_Written request:_ Could you convert the material, from its very beginning through the line containing "pixel 12 67", inclusive, into a two-column CSV with the headers input and output? Put one row per item, with its text under input and its answer under output, each in a single quoted field with line breaks replaced by spaces.

_Supplied material:_
::::::::::

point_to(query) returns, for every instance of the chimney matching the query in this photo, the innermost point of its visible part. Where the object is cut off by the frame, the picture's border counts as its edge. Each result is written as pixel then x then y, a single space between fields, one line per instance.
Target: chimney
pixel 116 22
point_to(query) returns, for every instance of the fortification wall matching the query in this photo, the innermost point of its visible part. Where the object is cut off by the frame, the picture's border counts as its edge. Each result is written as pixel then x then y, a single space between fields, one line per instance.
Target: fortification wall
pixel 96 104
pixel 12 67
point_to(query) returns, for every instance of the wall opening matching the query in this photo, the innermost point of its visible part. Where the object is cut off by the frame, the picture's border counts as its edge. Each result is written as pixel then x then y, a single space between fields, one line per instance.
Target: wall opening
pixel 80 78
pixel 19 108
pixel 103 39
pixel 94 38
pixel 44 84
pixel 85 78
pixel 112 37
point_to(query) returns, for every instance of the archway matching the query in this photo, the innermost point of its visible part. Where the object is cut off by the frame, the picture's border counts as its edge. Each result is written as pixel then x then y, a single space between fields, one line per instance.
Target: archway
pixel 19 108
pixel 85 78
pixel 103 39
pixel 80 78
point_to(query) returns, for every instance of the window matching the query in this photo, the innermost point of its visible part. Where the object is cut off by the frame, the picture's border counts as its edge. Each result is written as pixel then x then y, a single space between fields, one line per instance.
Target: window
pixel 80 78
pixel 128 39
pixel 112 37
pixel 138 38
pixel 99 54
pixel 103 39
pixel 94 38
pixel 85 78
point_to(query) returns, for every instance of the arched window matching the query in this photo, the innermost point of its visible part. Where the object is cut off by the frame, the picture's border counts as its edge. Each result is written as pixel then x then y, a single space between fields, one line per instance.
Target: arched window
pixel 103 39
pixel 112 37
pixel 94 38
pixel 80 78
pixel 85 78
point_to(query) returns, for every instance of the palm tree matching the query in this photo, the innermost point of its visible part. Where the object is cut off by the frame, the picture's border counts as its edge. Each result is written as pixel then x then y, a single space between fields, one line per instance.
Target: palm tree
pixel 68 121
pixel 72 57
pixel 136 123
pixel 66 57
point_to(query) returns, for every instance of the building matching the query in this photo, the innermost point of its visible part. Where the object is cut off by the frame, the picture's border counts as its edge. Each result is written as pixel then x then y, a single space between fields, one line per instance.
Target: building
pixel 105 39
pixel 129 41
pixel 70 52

::::::::::

_Written solution:_
input,output
"point_to(query) returns, for every instance of the chimney matching the query in this photo, the innermost point of its visible part. Where the object is cut off by the frame, the picture's border counts as its edge. Each result is written as pixel then x then y, a single space between fields, one line per instance. Target: chimney","pixel 116 22"
"point_to(query) returns, for every instance of the fortification wall matching the query in this photo, the innermost point of its visible part. Where the object is cut off by the frame, the picture's border counts as its edge. Each result is written as pixel then x then y, a single space between fields, one line per instance. Target: fortification wall","pixel 96 104 pixel 12 67"